═════ Material provided

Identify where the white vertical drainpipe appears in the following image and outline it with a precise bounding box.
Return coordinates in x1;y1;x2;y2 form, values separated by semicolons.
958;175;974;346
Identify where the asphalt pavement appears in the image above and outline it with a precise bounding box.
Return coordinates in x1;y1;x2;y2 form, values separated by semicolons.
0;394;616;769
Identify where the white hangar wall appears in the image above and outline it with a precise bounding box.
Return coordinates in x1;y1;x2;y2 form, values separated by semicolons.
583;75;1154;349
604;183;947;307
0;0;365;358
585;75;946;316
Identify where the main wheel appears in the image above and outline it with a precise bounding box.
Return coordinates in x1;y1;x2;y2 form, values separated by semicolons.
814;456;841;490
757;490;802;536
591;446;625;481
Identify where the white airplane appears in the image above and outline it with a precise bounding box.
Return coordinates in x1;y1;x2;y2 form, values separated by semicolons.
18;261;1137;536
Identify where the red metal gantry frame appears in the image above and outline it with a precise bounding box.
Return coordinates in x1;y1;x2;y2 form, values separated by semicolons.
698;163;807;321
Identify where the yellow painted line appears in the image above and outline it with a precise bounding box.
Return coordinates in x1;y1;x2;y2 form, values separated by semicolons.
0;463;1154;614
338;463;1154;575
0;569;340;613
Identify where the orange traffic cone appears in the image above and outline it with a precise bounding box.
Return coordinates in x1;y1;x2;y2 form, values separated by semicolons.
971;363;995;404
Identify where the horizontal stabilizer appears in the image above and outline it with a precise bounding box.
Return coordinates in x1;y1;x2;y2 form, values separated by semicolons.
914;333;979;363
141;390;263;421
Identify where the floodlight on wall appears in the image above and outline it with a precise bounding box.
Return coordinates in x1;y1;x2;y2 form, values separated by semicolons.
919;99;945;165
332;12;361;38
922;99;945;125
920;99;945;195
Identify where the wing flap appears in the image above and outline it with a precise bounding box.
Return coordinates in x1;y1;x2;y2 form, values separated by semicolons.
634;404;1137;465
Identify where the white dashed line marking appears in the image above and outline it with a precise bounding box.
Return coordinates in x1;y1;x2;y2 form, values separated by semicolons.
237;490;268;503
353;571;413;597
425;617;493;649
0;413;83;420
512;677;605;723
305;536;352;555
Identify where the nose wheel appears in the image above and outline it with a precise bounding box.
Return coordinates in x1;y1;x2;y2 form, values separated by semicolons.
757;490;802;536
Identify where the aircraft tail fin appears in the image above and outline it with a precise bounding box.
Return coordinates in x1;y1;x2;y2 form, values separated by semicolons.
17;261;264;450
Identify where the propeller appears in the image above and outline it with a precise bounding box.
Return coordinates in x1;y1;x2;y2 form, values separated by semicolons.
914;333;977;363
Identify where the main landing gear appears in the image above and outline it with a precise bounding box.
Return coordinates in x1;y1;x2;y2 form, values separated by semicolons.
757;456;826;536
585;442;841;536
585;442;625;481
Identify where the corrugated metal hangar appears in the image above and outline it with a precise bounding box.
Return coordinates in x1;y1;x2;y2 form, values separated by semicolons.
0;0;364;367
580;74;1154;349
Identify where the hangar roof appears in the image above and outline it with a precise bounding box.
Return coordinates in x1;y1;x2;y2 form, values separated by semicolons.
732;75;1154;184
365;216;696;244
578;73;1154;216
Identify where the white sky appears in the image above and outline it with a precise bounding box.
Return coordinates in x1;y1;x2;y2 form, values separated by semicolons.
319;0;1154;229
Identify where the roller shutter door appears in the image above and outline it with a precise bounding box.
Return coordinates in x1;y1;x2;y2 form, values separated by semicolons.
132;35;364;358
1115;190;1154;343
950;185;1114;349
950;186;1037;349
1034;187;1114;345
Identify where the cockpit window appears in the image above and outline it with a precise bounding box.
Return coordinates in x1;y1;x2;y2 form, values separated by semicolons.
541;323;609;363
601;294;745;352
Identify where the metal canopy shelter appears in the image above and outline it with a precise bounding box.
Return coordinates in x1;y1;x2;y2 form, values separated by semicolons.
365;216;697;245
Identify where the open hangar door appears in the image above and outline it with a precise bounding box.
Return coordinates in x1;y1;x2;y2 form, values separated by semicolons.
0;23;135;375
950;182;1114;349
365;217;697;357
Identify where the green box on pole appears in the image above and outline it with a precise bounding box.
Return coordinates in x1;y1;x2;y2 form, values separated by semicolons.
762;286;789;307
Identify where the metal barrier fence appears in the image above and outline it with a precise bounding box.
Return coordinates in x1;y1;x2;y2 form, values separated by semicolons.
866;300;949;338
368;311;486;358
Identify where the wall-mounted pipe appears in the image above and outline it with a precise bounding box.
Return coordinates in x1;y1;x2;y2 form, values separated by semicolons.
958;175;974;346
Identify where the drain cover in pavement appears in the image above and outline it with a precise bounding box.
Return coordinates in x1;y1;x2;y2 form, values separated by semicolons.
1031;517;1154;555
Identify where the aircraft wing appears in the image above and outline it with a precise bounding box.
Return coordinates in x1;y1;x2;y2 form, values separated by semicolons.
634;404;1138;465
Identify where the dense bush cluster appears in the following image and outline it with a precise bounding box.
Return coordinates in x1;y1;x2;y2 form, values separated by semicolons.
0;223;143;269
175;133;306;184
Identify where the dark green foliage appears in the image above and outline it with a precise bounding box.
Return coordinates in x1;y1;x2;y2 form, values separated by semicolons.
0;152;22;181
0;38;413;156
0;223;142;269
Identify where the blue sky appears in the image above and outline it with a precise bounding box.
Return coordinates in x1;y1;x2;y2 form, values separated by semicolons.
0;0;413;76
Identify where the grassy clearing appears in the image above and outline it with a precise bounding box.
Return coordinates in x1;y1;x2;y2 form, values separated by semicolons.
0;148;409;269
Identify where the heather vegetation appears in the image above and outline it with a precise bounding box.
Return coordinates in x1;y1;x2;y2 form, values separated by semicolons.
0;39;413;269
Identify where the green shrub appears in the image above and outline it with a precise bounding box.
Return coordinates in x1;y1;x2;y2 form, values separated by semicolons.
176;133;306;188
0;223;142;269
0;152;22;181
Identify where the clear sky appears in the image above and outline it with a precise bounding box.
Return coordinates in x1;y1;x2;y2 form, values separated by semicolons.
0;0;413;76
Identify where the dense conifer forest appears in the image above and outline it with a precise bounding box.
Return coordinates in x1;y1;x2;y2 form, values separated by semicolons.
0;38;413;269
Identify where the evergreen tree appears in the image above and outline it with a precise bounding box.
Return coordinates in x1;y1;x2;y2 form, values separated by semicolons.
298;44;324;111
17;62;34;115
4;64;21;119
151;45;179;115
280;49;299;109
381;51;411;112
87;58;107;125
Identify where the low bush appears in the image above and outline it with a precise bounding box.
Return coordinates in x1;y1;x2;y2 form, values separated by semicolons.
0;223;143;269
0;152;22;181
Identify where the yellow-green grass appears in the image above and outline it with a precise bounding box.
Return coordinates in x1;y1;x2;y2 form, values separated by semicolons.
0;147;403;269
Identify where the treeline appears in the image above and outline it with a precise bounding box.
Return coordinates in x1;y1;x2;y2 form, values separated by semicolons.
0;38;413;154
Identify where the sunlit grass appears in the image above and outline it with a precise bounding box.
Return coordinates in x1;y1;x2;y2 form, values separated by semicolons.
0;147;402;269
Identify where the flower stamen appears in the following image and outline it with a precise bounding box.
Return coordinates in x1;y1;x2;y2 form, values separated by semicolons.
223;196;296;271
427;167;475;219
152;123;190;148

══════════

Stated problem> Update the material above by replacing each "outline it" with "mark it" and leaving every other part of it unchanged.

Exercise response>
Identify where the white vertical drainpipe appears in the following image and mark it with a precise bounding box.
Return coordinates in x1;y1;x2;y2 form, values separated by semicolons.
958;175;974;346
Identify where the asphalt pavement appears in the image above and mark it with a precise bounding box.
Return coordinates in x1;y1;x2;y2 form, values separated by semicolons.
0;394;616;769
Identify where the white hangar wall appears in the image above and mark it with a precise bounding box.
Return coordinates in x1;y1;x2;y2 form, values separated by semicolons.
583;75;1154;349
604;183;947;307
0;0;365;358
585;75;946;316
Identify where the main wheel appears in the image above and mark it with a precise bounding box.
Return coordinates in x1;y1;x2;y2 form, values separated by semicolons.
814;456;841;490
757;490;802;536
591;446;625;481
Identify where the white airplane appears in the image above and mark it with a precise bounding box.
Return coordinates in x1;y1;x2;y2 form, values separated by semicolons.
18;261;1137;536
Identify where the red metal gantry frame appears in the image above and mark it with a precise bounding box.
Return coordinates in x1;y1;x2;y2 form, values separated by semicolons.
698;163;807;321
Identify where the yellow painted line appears in the image above and mark it with a precise bounding box.
Return coordinates in x1;y1;x2;y2 form, values separated by semicolons.
0;463;1154;614
338;463;1154;575
0;569;340;613
Identify where the orange traffic cone appears in the image above and mark it with a precise bounding box.
Return coordinates in x1;y1;x2;y2 form, values separated by semicolons.
971;363;995;404
Identify where the horizontal stabilizer appears in the image above and mark it with a precise bounding box.
Return coordinates in x1;y1;x2;y2 form, values separated by semicolons.
914;333;979;363
141;390;263;421
Identify where the floodlight on wall appears in the image above and mark it with a precise bounding box.
Return coordinates in x1;y1;x2;y2 form, values separated by semicolons.
919;99;945;165
332;12;361;38
922;99;945;125
920;99;945;195
Identify where the wing flap appears in the image above and mark it with a precise bounding box.
Return coordinates in x1;y1;x2;y2 form, values separated by semicolons.
634;404;1137;465
Identify where the white dashed line marking appears in the image above and mark it with a precise bounding box.
Return coordinates in x1;y1;x2;y2 form, values separated by semicolons.
237;490;268;503
353;571;413;597
425;617;493;649
0;413;83;420
512;677;605;723
305;536;352;555
Identify where the nose wheel appears in the image above and mark it with a precise bounding box.
Return coordinates in x1;y1;x2;y2 form, values separated by semicolons.
757;490;802;536
Identify where the aircraft tail fin appears in the image above and mark it with a precise bounding box.
Return coordinates in x1;y1;x2;y2 form, values separated by semicolons.
17;261;264;450
Identify where the propeller appears in the image above and mark it with a precise bounding box.
Return coordinates in x1;y1;x2;y2 form, values separated by semicolons.
914;333;977;363
Identify where the main landing gear appears in the image above and mark it with a precise bounding box.
Return coordinates in x1;y1;x2;y2 form, values separated by semicolons.
757;456;826;536
585;442;841;536
585;442;625;481
Identify where the corrugated metal hangar appears in the image above and mark it with a precise bounding box.
Return coordinates in x1;y1;x2;y2 form, values separated by semicolons.
0;0;364;367
580;74;1154;349
Identify where the hangar roof appears in the image above and mark it with a precise bounding box.
Return coordinates in x1;y1;x2;y2 form, values separated by semicolons.
732;75;1154;184
365;216;696;244
578;73;1154;216
Identify where the white sky appears in the image above and mark it with a precise bounding box.
Return coordinates in x1;y1;x2;y2 form, values separated by semicolons.
319;0;1154;229
Identify where the roller shutter door appears in the image above and mark it with a precise bounding box.
Return coordinates in x1;y1;x2;y2 form, values separated by semicolons.
132;35;364;358
1115;190;1154;343
950;185;1114;349
950;186;1037;349
1034;187;1114;345
Identify where the cockpit window appears in the image above and mark it with a precise bounding box.
Return coordinates in x1;y1;x2;y2 form, values separated by semicolons.
541;323;609;363
601;294;745;352
Identify where the metal canopy shelter appears in the image above and mark it with a precise bounding box.
Return coordinates in x1;y1;x2;y2 form, values separated by semicolons.
365;216;697;245
Identify where the open hangar door appears in the image above and mark it with a precise bounding box.
Return coordinates in x1;y1;x2;y2 form, values separated by semicolons.
0;23;135;375
950;182;1114;349
365;217;697;357
Identify where the green box on pole appears in the image above and mark it with a precise bounding box.
Return coordinates in x1;y1;x2;y2 form, values separated by semicolons.
762;286;789;307
Identify where the metal barrier fence appears in the image above and mark it with a precise bounding box.
Return coordinates in x1;y1;x2;y2 form, values separated by semicolons.
866;300;949;338
368;311;486;358
Identify where the wall-mounted pipe appears in the image above and mark it with a precise bounding box.
Return coordinates in x1;y1;x2;y2 form, values separated by semicolons.
958;175;974;346
Identify where the drain cover in pavement appears in the image above and mark it with a precise bounding box.
Return coordinates in x1;y1;x2;y2 form, values separated by semicolons.
1031;517;1154;555
Identify where the aircraft wing appears in the image above and mark it with a precise bounding box.
Return coordinates in x1;y1;x2;y2 form, values separated by semicolons.
634;404;1138;465
Identify where the dense bush cluster appears in the following image and mark it with a precise bounding box.
Return coordinates in x1;y1;x2;y2 form, values separated by semicolons.
0;223;143;269
175;133;306;184
Identify where the dark green foliage appears in the image above and mark it with a precise bounding box.
Return coordinates in x1;y1;x2;y2 form, values separated by semicolons.
0;152;22;181
0;38;413;156
0;223;142;269
Identify where the blue sky appears in the image above and mark it with a precise bounding box.
Return coordinates in x1;y1;x2;y2 form, values separated by semicolons.
0;0;413;76
Identify where the grassy clearing appears in the image above and mark it with a precise bounding box.
Return coordinates in x1;y1;x2;y2 form, values separated by semicolons.
0;148;409;269
Identify where the heather vegetation appears in the image above and mark it with a precise bounding box.
Return coordinates in x1;y1;x2;y2 form, values separated by semicolons.
0;39;413;269
Identify where the green shrub appears in the image above and mark it with a precise bounding box.
Return coordinates in x1;y1;x2;y2 form, values separated by semicolons.
176;133;306;188
0;223;142;269
0;152;22;181
Identify where the clear sky appears in the image above and mark it with a precise bounding box.
Return coordinates in x1;y1;x2;y2 form, values separated by semicolons.
0;0;413;76
Identify where the dense conifer forest appears in the image above and mark it with a precise bounding box.
Return coordinates in x1;y1;x2;y2 form, values separated by semicolons.
0;38;413;269
Identify where the evergreen tree appears in the image above and mark it with a precise bounding box.
Return coordinates in x1;y1;x2;y2 form, values separated by semicolons.
298;44;324;111
17;62;34;115
4;64;21;119
151;45;179;115
280;49;299;109
381;51;411;112
87;58;107;125
Identify where the low bush appears in the image above and mark it with a precise bounding box.
Return coordinates in x1;y1;x2;y2 form, values separated by semicolons.
0;223;143;269
0;152;22;181
Identify where the yellow-green grass appears in the image above and mark it with a precise bounding box.
Return coordinates in x1;y1;x2;y2 form, values separated by semicolons.
0;147;403;269
Identify where the treeline appears in the image above and mark it with a precise bounding box.
Return coordinates in x1;y1;x2;y2 form, values separated by semicolons.
0;38;413;154
Identify where the sunlit grass appears in the image above and mark it with a precise bounding box.
Return coordinates in x1;y1;x2;y2 form, values separated by semicolons.
0;147;402;269
Identify where the flower stamen appears in the following image and mark it with a precise bounding box.
Return coordinates in x1;y1;x2;y2 form, values separated by semicolons.
223;196;296;271
427;167;475;219
152;123;190;148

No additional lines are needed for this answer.